# YOUR INSTRUCTIONS:
Copy out each line of the data below that contains the word "negative". Treat uppercase and lowercase as different.

# AVAILABLE DATA:
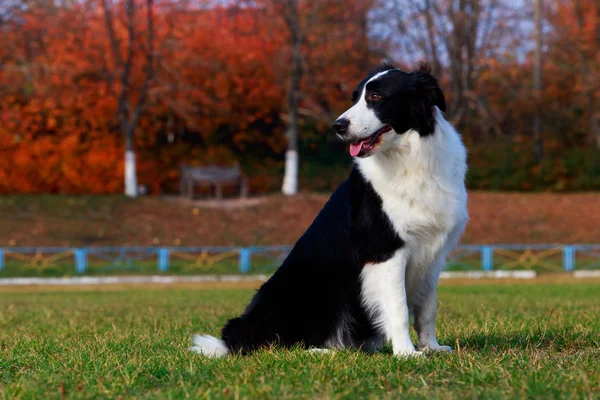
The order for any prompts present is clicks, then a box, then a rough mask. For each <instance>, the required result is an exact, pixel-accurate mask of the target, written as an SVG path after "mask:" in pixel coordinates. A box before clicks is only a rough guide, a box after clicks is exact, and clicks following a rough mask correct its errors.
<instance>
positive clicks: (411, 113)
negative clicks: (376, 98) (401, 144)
mask: <svg viewBox="0 0 600 400" xmlns="http://www.w3.org/2000/svg"><path fill="white" fill-rule="evenodd" d="M418 66H419V69H418V70H417V71H414V72H404V71H400V70H399V69H394V67H392V66H391V65H389V64H383V65H382V66H381V67H380V68H378V69H375V70H374V71H373V72H372V73H371V74H370V75H369V76H368V77H367V78H366V79H364V80H363V81H362V82H361V83H359V84H358V86H357V87H356V89H355V90H354V92H353V94H352V102H354V103H356V102H357V101H358V96H360V94H361V93H362V92H363V88H364V86H365V84H366V83H367V82H368V81H369V79H371V78H372V77H373V76H375V74H377V73H379V72H383V71H388V70H390V71H389V72H388V73H386V74H384V75H382V76H381V77H380V78H377V79H376V80H374V81H371V82H369V83H368V84H367V90H366V91H365V96H366V97H365V99H366V100H367V106H368V107H369V108H371V109H372V110H374V111H375V114H376V115H377V117H378V118H379V119H380V120H381V121H382V122H384V123H386V124H389V125H391V126H392V128H394V130H395V131H396V132H398V133H399V134H402V133H404V132H406V131H408V130H409V129H414V130H416V131H417V132H419V134H420V135H421V136H428V135H431V134H432V133H433V131H434V129H435V117H434V114H433V111H434V109H433V107H434V106H437V107H438V108H439V109H440V110H441V111H446V101H445V99H444V94H443V93H442V90H441V89H440V87H439V85H438V82H437V80H436V79H435V78H434V77H433V76H432V75H431V70H430V69H429V67H428V66H427V64H425V63H420V64H419V65H418ZM372 93H377V94H379V95H381V96H382V98H381V100H378V101H370V100H369V98H370V95H371V94H372Z"/></svg>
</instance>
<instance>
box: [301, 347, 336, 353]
mask: <svg viewBox="0 0 600 400" xmlns="http://www.w3.org/2000/svg"><path fill="white" fill-rule="evenodd" d="M307 351H308V352H309V353H318V354H328V353H331V352H333V350H331V349H319V348H313V349H308V350H307Z"/></svg>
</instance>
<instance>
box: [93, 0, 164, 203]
mask: <svg viewBox="0 0 600 400" xmlns="http://www.w3.org/2000/svg"><path fill="white" fill-rule="evenodd" d="M145 2H146V43H145V49H144V50H143V53H145V59H146V61H145V62H146V65H145V70H144V73H143V77H142V84H141V87H136V84H135V83H134V81H133V76H132V71H133V68H134V66H133V64H134V56H135V54H136V51H135V50H136V49H135V47H136V45H139V43H136V41H137V40H138V38H137V37H136V36H137V35H136V23H135V22H136V21H135V16H136V8H138V6H137V5H136V4H135V2H134V0H125V4H124V6H125V15H126V20H125V21H126V22H125V29H126V31H127V33H126V35H125V37H124V38H121V37H120V35H118V33H117V27H116V26H115V22H114V17H113V10H114V8H115V7H114V6H113V4H112V3H111V0H102V9H103V12H104V20H105V23H106V31H107V34H108V38H109V41H110V50H111V54H112V58H113V68H112V69H110V70H109V74H108V79H109V82H110V84H111V86H112V91H113V93H114V94H115V96H116V97H117V118H118V120H119V126H120V130H121V133H122V135H123V139H124V141H125V195H126V196H129V197H136V196H137V191H138V184H137V173H136V156H135V141H134V134H135V130H136V128H137V126H138V123H139V120H140V116H141V114H142V111H143V109H144V107H145V105H146V99H147V97H148V90H149V86H150V81H151V79H152V76H153V73H154V65H153V64H154V35H155V33H154V17H153V13H154V12H153V0H145ZM123 42H124V43H123ZM123 52H124V54H123ZM139 56H140V55H139V53H138V57H139Z"/></svg>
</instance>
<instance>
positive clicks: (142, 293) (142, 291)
mask: <svg viewBox="0 0 600 400" xmlns="http://www.w3.org/2000/svg"><path fill="white" fill-rule="evenodd" d="M439 292H440V296H439V299H440V303H441V304H440V312H439V318H438V326H439V328H438V330H439V338H440V342H441V343H444V344H450V345H452V346H453V347H454V348H455V351H454V353H452V354H435V355H430V356H427V357H424V358H419V359H399V358H395V357H394V356H393V355H392V354H391V352H390V349H389V347H386V348H385V349H384V352H383V353H381V354H377V355H365V354H361V353H359V352H356V351H338V352H335V353H333V354H325V355H323V354H308V353H306V352H304V351H301V350H293V351H283V350H268V351H262V352H259V353H257V354H255V355H252V356H248V357H238V356H235V357H229V358H225V359H217V360H208V359H204V358H202V357H200V356H198V355H194V354H191V353H189V352H187V351H185V348H186V346H188V345H189V340H190V335H191V334H192V333H194V332H203V333H209V334H213V335H216V334H218V332H219V329H220V327H221V325H222V324H223V323H224V322H225V321H226V320H227V319H228V318H230V317H232V316H234V315H236V314H237V313H239V312H240V311H241V310H242V308H243V307H244V306H245V304H246V302H247V301H248V300H249V299H250V297H251V296H252V293H253V289H248V288H233V287H225V288H221V289H214V288H206V287H190V286H181V287H178V288H174V287H169V288H166V287H148V288H141V287H117V288H110V289H108V288H105V289H85V288H83V289H82V288H78V289H52V290H39V289H33V290H26V289H1V290H0V398H5V399H16V398H17V399H18V398H27V399H31V398H61V397H66V398H119V397H122V398H132V397H135V398H140V399H146V398H187V397H190V398H277V399H281V398H352V399H354V398H427V399H431V398H456V399H463V398H466V397H473V398H485V399H490V398H491V399H493V398H498V399H500V398H544V399H547V398H600V350H599V349H600V318H599V317H600V296H599V293H600V284H598V283H569V284H565V283H564V284H518V285H499V284H497V285H487V284H478V285H464V286H458V285H457V286H448V284H446V286H443V287H441V288H440V290H439Z"/></svg>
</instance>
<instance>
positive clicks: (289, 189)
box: [281, 1, 303, 196]
mask: <svg viewBox="0 0 600 400" xmlns="http://www.w3.org/2000/svg"><path fill="white" fill-rule="evenodd" d="M298 14H299V13H298V3H297V1H291V2H290V8H289V15H288V18H286V19H287V21H288V27H289V30H290V35H291V39H292V69H291V76H290V85H289V88H288V126H287V130H286V133H285V136H286V139H287V151H286V152H285V174H284V177H283V185H282V187H281V192H282V193H283V194H284V195H286V196H292V195H295V194H296V193H298V103H299V97H300V80H301V79H302V72H303V71H302V33H301V30H300V20H299V15H298Z"/></svg>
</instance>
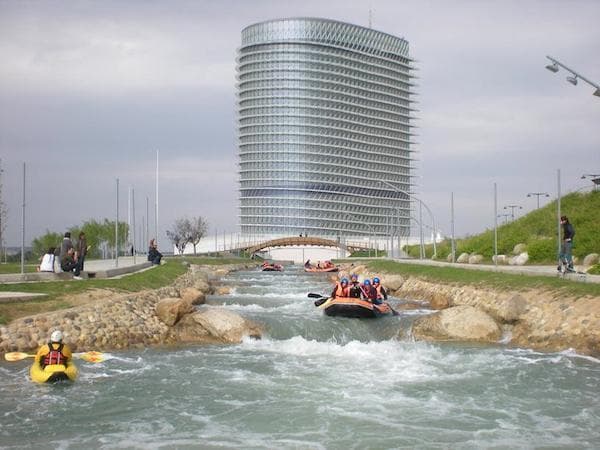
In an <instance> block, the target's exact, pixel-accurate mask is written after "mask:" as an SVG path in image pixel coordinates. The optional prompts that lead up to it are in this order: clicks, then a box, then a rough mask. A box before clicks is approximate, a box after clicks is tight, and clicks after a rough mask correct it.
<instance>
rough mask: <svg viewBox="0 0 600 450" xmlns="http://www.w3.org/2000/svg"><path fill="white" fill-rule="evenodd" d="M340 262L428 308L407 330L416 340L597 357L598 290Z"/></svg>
mask: <svg viewBox="0 0 600 450" xmlns="http://www.w3.org/2000/svg"><path fill="white" fill-rule="evenodd" d="M340 268H341V271H340V272H339V274H338V276H339V277H343V276H345V277H348V276H350V274H351V273H356V274H359V275H361V276H362V277H363V278H373V277H375V276H378V277H380V278H381V279H382V284H383V285H384V286H385V288H386V289H387V290H388V293H389V294H391V295H392V296H393V297H397V298H400V299H403V300H406V301H408V302H409V303H413V304H422V305H423V306H424V307H430V308H431V309H432V310H434V312H432V314H428V315H425V316H422V317H419V318H417V319H416V320H415V321H414V322H413V324H412V328H411V331H410V333H411V336H412V337H413V338H415V339H417V340H426V341H439V342H442V341H456V342H478V343H487V344H502V345H508V346H511V347H519V348H528V349H532V350H539V351H549V352H560V351H565V350H574V351H575V352H577V353H578V354H581V355H589V356H593V357H600V296H597V295H592V294H580V295H577V294H573V293H571V294H569V293H566V294H565V293H564V291H562V292H561V291H558V290H552V289H548V288H544V287H535V286H528V287H521V288H518V289H517V288H510V289H509V288H507V289H505V288H501V287H486V286H482V285H475V284H464V283H459V282H456V283H453V282H443V281H439V280H432V279H430V278H427V277H426V276H418V275H414V274H410V275H408V274H406V273H404V274H403V273H399V272H390V271H386V270H378V271H375V270H374V268H373V267H371V264H369V263H363V264H358V265H355V264H353V263H352V264H349V265H346V264H342V265H340ZM392 305H393V306H395V307H397V308H398V309H402V307H403V305H402V304H398V305H394V304H393V302H392ZM413 306H414V305H413Z"/></svg>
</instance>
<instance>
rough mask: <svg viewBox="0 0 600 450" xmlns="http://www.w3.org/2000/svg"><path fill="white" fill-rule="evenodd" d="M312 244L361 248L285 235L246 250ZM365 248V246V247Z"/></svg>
mask: <svg viewBox="0 0 600 450" xmlns="http://www.w3.org/2000/svg"><path fill="white" fill-rule="evenodd" d="M302 245H307V246H314V247H338V248H341V249H342V250H347V251H350V252H352V251H354V250H356V249H362V247H360V246H356V245H352V246H350V245H346V244H344V243H342V242H339V241H337V240H333V239H325V238H320V237H305V236H294V237H285V238H278V239H271V240H268V241H265V242H261V243H259V244H255V245H253V246H251V247H248V248H247V249H246V251H247V252H248V253H250V254H254V253H256V252H259V251H261V250H264V249H266V248H270V247H293V246H302ZM365 248H366V247H365Z"/></svg>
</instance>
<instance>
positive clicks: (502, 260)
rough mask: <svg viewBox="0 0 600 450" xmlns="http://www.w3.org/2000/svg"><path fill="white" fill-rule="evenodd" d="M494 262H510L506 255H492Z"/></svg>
mask: <svg viewBox="0 0 600 450" xmlns="http://www.w3.org/2000/svg"><path fill="white" fill-rule="evenodd" d="M492 262H493V263H494V264H508V258H507V257H506V255H492Z"/></svg>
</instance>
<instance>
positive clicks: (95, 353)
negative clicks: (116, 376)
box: [4, 351, 104, 363]
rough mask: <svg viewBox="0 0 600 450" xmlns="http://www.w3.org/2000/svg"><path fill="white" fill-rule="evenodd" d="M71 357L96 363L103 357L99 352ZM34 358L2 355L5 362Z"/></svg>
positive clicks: (101, 353) (101, 354)
mask: <svg viewBox="0 0 600 450" xmlns="http://www.w3.org/2000/svg"><path fill="white" fill-rule="evenodd" d="M73 356H76V357H78V358H81V359H83V360H84V361H87V362H94V363H96V362H102V361H104V355H103V354H102V353H101V352H95V351H90V352H85V353H73ZM34 357H35V355H32V354H30V353H23V352H9V353H5V354H4V359H6V360H7V361H22V360H24V359H26V358H34Z"/></svg>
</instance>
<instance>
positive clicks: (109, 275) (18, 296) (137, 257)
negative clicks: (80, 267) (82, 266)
mask: <svg viewBox="0 0 600 450" xmlns="http://www.w3.org/2000/svg"><path fill="white" fill-rule="evenodd" d="M151 267H152V264H151V263H150V262H148V261H147V260H146V258H145V257H144V256H139V257H135V258H134V257H133V256H125V257H121V258H119V261H118V262H116V261H115V260H114V259H92V260H89V261H86V262H85V265H84V272H82V278H84V279H85V278H97V279H100V278H118V277H121V276H123V275H126V274H129V273H134V272H139V271H142V270H146V269H149V268H151ZM58 280H63V281H65V280H73V281H74V282H75V281H79V280H74V279H73V276H72V275H71V274H69V273H64V272H62V273H61V272H59V273H47V272H31V273H25V274H20V273H12V274H2V275H0V283H2V284H13V283H23V282H49V281H58ZM79 282H85V281H84V280H81V281H79ZM44 295H46V294H32V293H28V292H7V291H0V302H9V301H15V300H18V301H26V300H32V299H35V298H37V297H42V296H44Z"/></svg>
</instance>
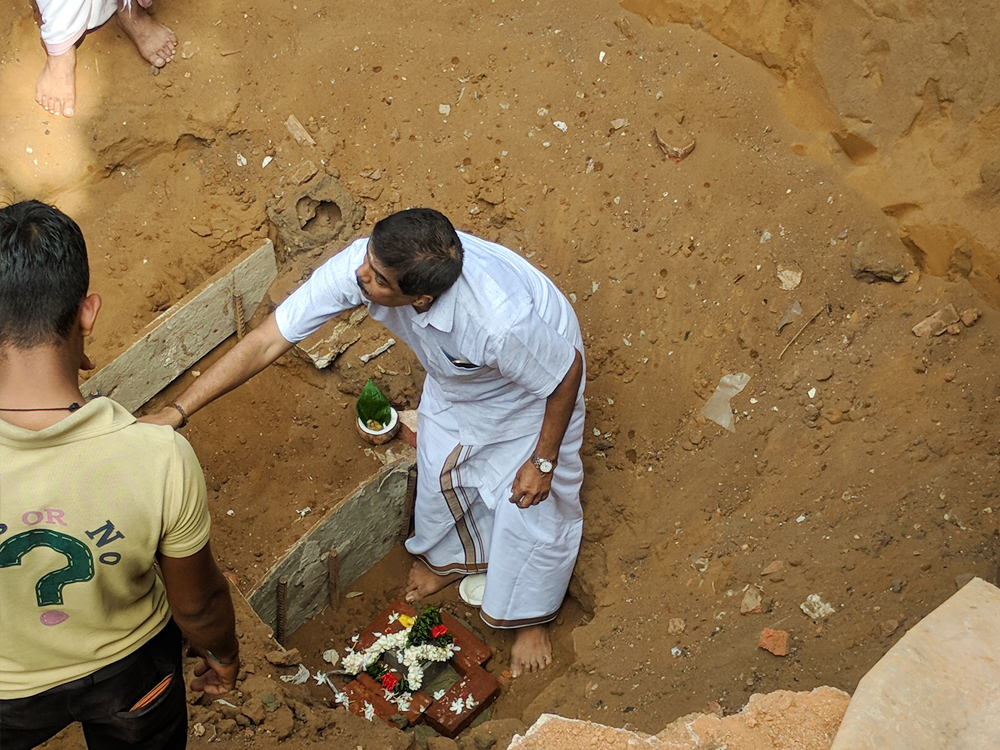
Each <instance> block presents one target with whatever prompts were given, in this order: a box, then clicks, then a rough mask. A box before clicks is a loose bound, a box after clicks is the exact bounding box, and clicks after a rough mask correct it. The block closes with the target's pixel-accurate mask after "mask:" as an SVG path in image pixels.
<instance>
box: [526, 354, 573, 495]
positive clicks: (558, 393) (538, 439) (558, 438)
mask: <svg viewBox="0 0 1000 750" xmlns="http://www.w3.org/2000/svg"><path fill="white" fill-rule="evenodd" d="M582 379H583V355H582V354H580V352H579V350H578V351H577V352H576V356H575V357H574V358H573V364H572V365H570V368H569V371H568V372H567V373H566V375H564V376H563V379H562V382H560V383H559V385H558V386H557V387H556V389H555V390H554V391H553V392H552V394H551V395H550V396H549V397H548V399H547V400H546V402H545V416H544V417H543V418H542V431H541V434H540V435H539V436H538V443H537V445H536V446H535V454H536V455H538V456H540V457H542V458H549V459H555V458H558V457H559V448H560V447H562V441H563V438H564V437H565V436H566V428H567V427H568V426H569V420H570V417H572V416H573V407H574V406H576V394H577V392H578V391H579V390H580V381H581V380H582ZM551 487H552V475H551V474H542V473H541V472H540V471H539V470H538V469H536V468H535V466H534V464H532V463H531V461H530V460H529V461H526V462H525V463H524V465H523V466H521V468H520V469H518V471H517V476H515V477H514V485H513V487H512V488H511V496H510V501H511V502H512V503H514V504H516V505H517V506H518V507H520V508H527V507H529V506H532V505H537V504H538V503H540V502H541V501H542V500H544V499H545V498H546V497H548V495H549V489H550V488H551Z"/></svg>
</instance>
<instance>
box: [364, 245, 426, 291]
mask: <svg viewBox="0 0 1000 750" xmlns="http://www.w3.org/2000/svg"><path fill="white" fill-rule="evenodd" d="M354 277H355V280H356V281H357V282H358V287H359V288H360V289H361V293H362V294H363V295H365V297H367V298H368V299H370V300H371V301H372V302H374V303H375V304H377V305H383V306H384V307H402V306H403V305H412V304H413V303H414V302H416V301H417V299H418V297H417V296H414V295H409V294H403V292H401V291H400V289H399V284H397V283H396V274H395V272H394V271H393V270H392V269H391V268H388V267H386V266H384V265H382V264H381V263H379V262H378V260H377V259H376V258H375V254H374V253H373V252H372V243H371V240H369V241H368V251H367V252H366V253H365V262H364V263H362V264H361V266H360V267H359V268H358V270H357V271H355V272H354Z"/></svg>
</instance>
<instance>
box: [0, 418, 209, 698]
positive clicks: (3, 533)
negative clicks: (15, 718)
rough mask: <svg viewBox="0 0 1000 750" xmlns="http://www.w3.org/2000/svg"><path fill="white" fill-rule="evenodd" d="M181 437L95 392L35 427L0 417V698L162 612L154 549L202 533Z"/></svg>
mask: <svg viewBox="0 0 1000 750" xmlns="http://www.w3.org/2000/svg"><path fill="white" fill-rule="evenodd" d="M209 525H210V520H209V515H208V504H207V498H206V493H205V478H204V476H203V474H202V471H201V466H200V465H199V464H198V459H197V458H196V457H195V454H194V451H193V450H192V449H191V446H190V445H189V444H188V442H187V441H186V440H185V439H184V438H183V437H181V436H180V435H178V434H177V433H175V432H174V431H173V430H172V429H170V428H169V427H161V426H154V425H147V424H140V423H138V422H136V421H135V419H134V418H133V417H132V415H131V414H129V413H128V411H126V410H125V409H124V408H123V407H122V406H120V405H119V404H117V403H116V402H114V401H112V400H110V399H107V398H97V399H94V400H93V401H91V402H90V403H88V404H87V405H85V406H84V407H83V408H81V409H79V410H77V411H76V412H73V413H72V414H70V415H69V416H68V417H66V418H65V419H63V420H61V421H60V422H58V423H57V424H55V425H53V426H51V427H48V428H46V429H44V430H39V431H33V430H26V429H23V428H20V427H16V426H14V425H11V424H9V423H7V422H4V421H2V420H0V592H2V593H0V699H10V698H22V697H25V696H30V695H35V694H37V693H40V692H42V691H44V690H48V689H49V688H51V687H54V686H56V685H61V684H63V683H66V682H70V681H71V680H75V679H78V678H80V677H84V676H86V675H88V674H91V673H93V672H95V671H97V670H98V669H100V668H101V667H104V666H107V665H108V664H112V663H113V662H115V661H118V660H119V659H121V658H123V657H125V656H127V655H128V654H130V653H132V652H133V651H135V650H136V649H138V648H139V647H140V646H142V645H143V644H144V643H146V641H148V640H149V639H150V638H152V637H153V636H155V635H156V634H157V633H159V632H160V630H162V629H163V626H164V625H165V624H166V623H167V621H168V620H169V618H170V608H169V606H168V604H167V597H166V590H165V589H164V586H163V583H162V581H161V580H160V578H159V577H158V576H157V574H156V571H155V570H154V567H153V566H154V563H155V561H156V554H157V552H160V553H162V554H164V555H166V556H168V557H178V558H180V557H189V556H191V555H193V554H195V553H196V552H198V551H199V550H201V549H202V548H203V547H204V546H205V544H206V542H207V541H208V535H209Z"/></svg>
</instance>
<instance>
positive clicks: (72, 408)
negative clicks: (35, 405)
mask: <svg viewBox="0 0 1000 750" xmlns="http://www.w3.org/2000/svg"><path fill="white" fill-rule="evenodd" d="M80 407H81V404H79V403H77V402H76V401H74V402H73V403H72V404H70V405H69V406H39V407H38V408H35V409H13V408H4V407H2V406H0V411H70V412H73V411H76V410H77V409H79V408H80Z"/></svg>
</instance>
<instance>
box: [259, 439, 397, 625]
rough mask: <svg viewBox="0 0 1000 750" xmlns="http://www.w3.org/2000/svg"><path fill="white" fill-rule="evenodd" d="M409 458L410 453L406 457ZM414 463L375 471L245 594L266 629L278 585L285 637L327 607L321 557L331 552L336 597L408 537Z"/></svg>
mask: <svg viewBox="0 0 1000 750" xmlns="http://www.w3.org/2000/svg"><path fill="white" fill-rule="evenodd" d="M411 453H412V451H411ZM414 464H415V458H403V459H401V460H399V461H396V462H395V463H391V464H389V465H387V466H385V467H383V468H382V469H381V471H379V472H378V474H376V475H375V476H374V477H372V478H371V479H369V480H368V481H367V482H364V483H362V484H361V485H360V486H359V487H358V489H357V490H356V491H355V492H354V494H352V495H351V496H350V497H348V498H346V499H345V500H344V501H343V502H342V503H340V504H339V505H337V506H335V507H334V508H332V509H331V510H330V511H329V512H328V513H327V514H326V515H325V516H323V518H321V519H320V520H319V521H317V522H316V523H315V524H314V525H313V527H312V528H311V529H309V531H308V532H306V534H305V535H304V536H303V537H302V538H301V539H300V540H299V541H298V542H296V544H295V545H294V546H293V547H292V548H291V549H289V551H288V553H287V554H286V555H285V556H284V557H283V559H282V560H281V561H280V562H278V563H277V564H276V565H275V566H274V567H272V568H271V570H270V571H268V574H267V576H265V578H264V580H263V581H262V582H261V584H260V585H259V586H258V587H257V588H256V589H255V590H254V591H253V592H252V593H251V594H250V596H249V600H250V604H251V606H252V607H253V608H254V610H255V611H256V612H257V614H258V615H259V616H260V619H261V620H263V621H264V623H265V624H267V625H268V626H269V627H271V628H272V629H274V628H275V626H276V625H277V606H278V596H277V592H278V579H279V578H281V577H282V576H284V577H285V578H287V580H288V588H287V599H286V602H287V624H286V629H285V633H286V635H290V634H291V633H293V632H294V631H295V630H296V629H297V628H299V627H301V626H302V625H304V624H305V623H306V622H308V621H309V620H310V619H311V618H312V617H314V616H315V615H316V614H318V613H319V612H321V611H322V610H323V608H324V607H326V605H327V604H328V603H329V602H330V595H329V588H328V581H329V567H328V563H327V552H329V551H330V550H332V549H335V550H337V555H338V563H339V575H338V578H339V580H338V584H339V588H340V591H343V590H344V589H346V588H347V587H348V586H350V585H351V584H352V583H353V582H354V581H355V580H356V579H357V578H358V577H359V576H361V575H362V574H363V573H364V572H366V571H367V570H368V569H369V568H371V567H372V566H373V565H375V563H377V562H378V561H379V560H381V559H382V558H383V557H385V555H386V554H388V552H389V550H390V549H392V547H393V545H395V544H397V543H398V542H399V541H401V540H402V539H403V538H404V537H405V536H406V534H407V532H408V531H409V519H410V513H409V508H408V507H407V502H408V497H407V487H408V485H409V482H408V479H409V476H410V469H411V467H413V466H414Z"/></svg>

# PROBLEM SOLUTION:
negative clicks: (376, 98) (401, 144)
negative clicks: (116, 376)
negative clicks: (80, 267) (82, 266)
negative clicks: (15, 718)
negative clicks: (35, 405)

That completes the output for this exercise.